* start Task data *

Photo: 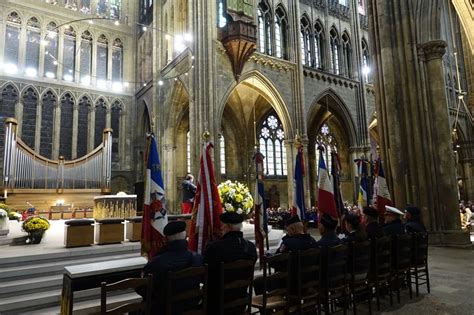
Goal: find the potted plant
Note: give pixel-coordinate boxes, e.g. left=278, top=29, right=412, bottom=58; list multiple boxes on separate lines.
left=0, top=203, right=10, bottom=236
left=22, top=216, right=50, bottom=244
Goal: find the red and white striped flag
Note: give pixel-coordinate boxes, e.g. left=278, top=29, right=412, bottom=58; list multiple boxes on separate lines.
left=189, top=142, right=222, bottom=254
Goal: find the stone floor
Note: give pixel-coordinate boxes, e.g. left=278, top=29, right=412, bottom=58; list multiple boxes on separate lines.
left=0, top=221, right=474, bottom=315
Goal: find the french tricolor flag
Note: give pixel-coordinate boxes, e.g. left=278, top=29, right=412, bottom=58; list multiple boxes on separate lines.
left=318, top=150, right=338, bottom=218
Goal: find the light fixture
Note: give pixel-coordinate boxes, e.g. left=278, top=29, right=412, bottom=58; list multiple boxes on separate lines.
left=4, top=63, right=18, bottom=74
left=362, top=66, right=370, bottom=75
left=25, top=68, right=38, bottom=77
left=64, top=74, right=73, bottom=82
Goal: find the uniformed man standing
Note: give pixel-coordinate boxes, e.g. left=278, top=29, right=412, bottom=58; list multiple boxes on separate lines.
left=383, top=206, right=405, bottom=236
left=137, top=221, right=203, bottom=314
left=204, top=212, right=257, bottom=314
left=363, top=207, right=384, bottom=239
left=405, top=206, right=426, bottom=233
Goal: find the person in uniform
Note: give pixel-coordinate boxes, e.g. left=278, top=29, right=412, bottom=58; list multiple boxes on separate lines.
left=363, top=207, right=384, bottom=239
left=383, top=206, right=405, bottom=236
left=276, top=216, right=316, bottom=254
left=405, top=206, right=426, bottom=233
left=204, top=212, right=257, bottom=314
left=137, top=221, right=203, bottom=314
left=181, top=173, right=197, bottom=214
left=343, top=213, right=367, bottom=243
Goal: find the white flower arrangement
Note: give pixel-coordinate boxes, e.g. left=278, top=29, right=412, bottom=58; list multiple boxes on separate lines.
left=217, top=180, right=253, bottom=217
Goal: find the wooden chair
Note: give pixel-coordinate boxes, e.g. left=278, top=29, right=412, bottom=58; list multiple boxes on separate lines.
left=100, top=276, right=153, bottom=315
left=348, top=241, right=372, bottom=315
left=321, top=245, right=350, bottom=314
left=369, top=236, right=393, bottom=310
left=218, top=259, right=255, bottom=314
left=166, top=266, right=207, bottom=315
left=392, top=233, right=413, bottom=303
left=411, top=232, right=430, bottom=296
left=290, top=248, right=321, bottom=314
left=252, top=253, right=290, bottom=314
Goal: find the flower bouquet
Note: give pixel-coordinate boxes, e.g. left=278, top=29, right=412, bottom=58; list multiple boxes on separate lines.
left=217, top=180, right=253, bottom=218
left=22, top=216, right=50, bottom=244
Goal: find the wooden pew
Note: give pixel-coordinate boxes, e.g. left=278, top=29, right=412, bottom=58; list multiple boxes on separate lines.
left=61, top=257, right=147, bottom=315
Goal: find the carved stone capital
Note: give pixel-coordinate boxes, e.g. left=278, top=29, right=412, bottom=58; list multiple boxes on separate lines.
left=418, top=40, right=447, bottom=61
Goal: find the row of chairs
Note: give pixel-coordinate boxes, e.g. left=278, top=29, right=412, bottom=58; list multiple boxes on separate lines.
left=101, top=233, right=430, bottom=315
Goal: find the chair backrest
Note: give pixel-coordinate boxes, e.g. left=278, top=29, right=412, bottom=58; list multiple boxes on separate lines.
left=324, top=244, right=348, bottom=289
left=348, top=240, right=371, bottom=282
left=412, top=232, right=428, bottom=266
left=219, top=259, right=255, bottom=314
left=262, top=253, right=291, bottom=307
left=100, top=276, right=153, bottom=315
left=296, top=248, right=321, bottom=297
left=392, top=233, right=412, bottom=270
left=166, top=266, right=207, bottom=315
left=372, top=236, right=392, bottom=277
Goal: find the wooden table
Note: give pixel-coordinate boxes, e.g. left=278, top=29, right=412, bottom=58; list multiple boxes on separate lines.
left=61, top=257, right=147, bottom=315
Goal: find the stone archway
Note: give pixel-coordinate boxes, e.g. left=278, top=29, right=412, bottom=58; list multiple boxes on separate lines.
left=307, top=90, right=356, bottom=205
left=215, top=71, right=294, bottom=207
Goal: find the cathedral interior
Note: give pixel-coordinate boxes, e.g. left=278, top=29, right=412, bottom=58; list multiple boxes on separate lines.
left=0, top=0, right=474, bottom=243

* end Task data *

The problem → Copy the listing above word for word, omitting the pictures.

Answer to this task →
Photo: 
Goal: find the potted plant
Note: give pixel-coordinate boxes, e.g. left=278, top=29, right=412, bottom=58; list multiple boxes on separate lines.
left=0, top=203, right=10, bottom=236
left=22, top=216, right=50, bottom=244
Goal: find the red and white striped flag
Note: give pixel-coordinate boxes, e.g. left=278, top=29, right=412, bottom=58; list multiple boxes on separate lines.
left=189, top=142, right=222, bottom=254
Goal: find the stone floor
Note: give pixel-coordinate boxes, e.g. left=278, top=29, right=412, bottom=58; list multiple boxes on separate lines.
left=0, top=221, right=474, bottom=315
Goal: find the french tricolor flag
Note: give pixel-coordinate boxes, e.g. left=278, top=29, right=412, bottom=58; list multiple boxes on separate lines.
left=318, top=150, right=338, bottom=218
Goal: find the light fixture
Note: give pixel-coordinate boxes, e.g. left=278, top=29, right=412, bottom=58; list multiple boxes on separate lines.
left=4, top=63, right=18, bottom=74
left=362, top=66, right=370, bottom=75
left=25, top=68, right=38, bottom=77
left=64, top=74, right=73, bottom=82
Goal: find the uniformed man standing
Note: give pixel-coordinate boxes, e.g. left=278, top=29, right=412, bottom=58; list multiple boxes on separate lines.
left=383, top=206, right=405, bottom=236
left=137, top=221, right=203, bottom=314
left=204, top=212, right=257, bottom=314
left=363, top=207, right=384, bottom=239
left=405, top=206, right=426, bottom=233
Goal: find the person in uniform
Note: give pixel-coordinate boxes, e.g. left=278, top=29, right=412, bottom=58; list multiple boxes on separate lines.
left=363, top=207, right=384, bottom=239
left=383, top=206, right=405, bottom=236
left=276, top=216, right=316, bottom=254
left=405, top=206, right=426, bottom=233
left=204, top=212, right=257, bottom=314
left=137, top=221, right=203, bottom=314
left=181, top=173, right=197, bottom=214
left=343, top=213, right=367, bottom=243
Goal: find the white flower arrangement
Note: give pixel-coordinate boxes, e.g. left=278, top=29, right=412, bottom=58; list multiple boxes on separate lines.
left=217, top=180, right=253, bottom=217
Goal: find the wooden chair
Note: give pixel-coordinate boxes, e.g. left=278, top=29, right=412, bottom=58; list multiple boxes on separate lines.
left=100, top=276, right=153, bottom=315
left=348, top=241, right=372, bottom=315
left=321, top=245, right=350, bottom=314
left=369, top=236, right=393, bottom=310
left=218, top=259, right=255, bottom=314
left=166, top=266, right=207, bottom=315
left=392, top=233, right=413, bottom=303
left=411, top=232, right=430, bottom=296
left=290, top=248, right=321, bottom=314
left=252, top=253, right=290, bottom=314
Goal: find the flower bouquet
Note: give pixel-coordinate boxes, e.g. left=278, top=29, right=412, bottom=58; list multiple boxes on separate lines.
left=217, top=180, right=253, bottom=218
left=22, top=216, right=50, bottom=244
Goal: find the wooden pew
Note: give pixel-coordinate boxes, e.g. left=278, top=29, right=412, bottom=58; list multiple boxes on separate lines.
left=61, top=257, right=147, bottom=315
Goal: find the carved stone capital
Note: give pixel-coordinate boxes, e.g. left=278, top=29, right=412, bottom=58; list multiple boxes on separate lines.
left=418, top=40, right=447, bottom=61
Goal: find the row of chairs
Note: give pixel-coordinate boxes, e.g. left=278, top=29, right=412, bottom=58; list multiple boxes on separate lines.
left=101, top=233, right=430, bottom=315
Goal: find the chair backrest
Note: give pixel-coordinate boxes, e.g. left=278, top=29, right=412, bottom=58; list multiple boxes on separate lines.
left=324, top=244, right=348, bottom=289
left=348, top=240, right=371, bottom=282
left=412, top=232, right=428, bottom=266
left=219, top=259, right=255, bottom=314
left=262, top=253, right=291, bottom=307
left=100, top=276, right=153, bottom=315
left=296, top=248, right=321, bottom=297
left=392, top=233, right=412, bottom=270
left=166, top=266, right=207, bottom=315
left=372, top=236, right=392, bottom=277
Goal: find the wooden table
Note: give pixel-coordinate boxes, e.g. left=278, top=29, right=412, bottom=58; list multiple boxes on separate lines.
left=61, top=257, right=147, bottom=315
Goal: find the stone archway
Note: give pixel-coordinate boxes, e.g. left=278, top=29, right=412, bottom=58; list multiple boxes on separate lines.
left=307, top=90, right=356, bottom=205
left=215, top=71, right=294, bottom=207
Goal: find the cathedral interior
Note: give pixel-coordinate boxes, e.g. left=278, top=29, right=412, bottom=58; list multiple boxes on separate lines.
left=0, top=0, right=474, bottom=243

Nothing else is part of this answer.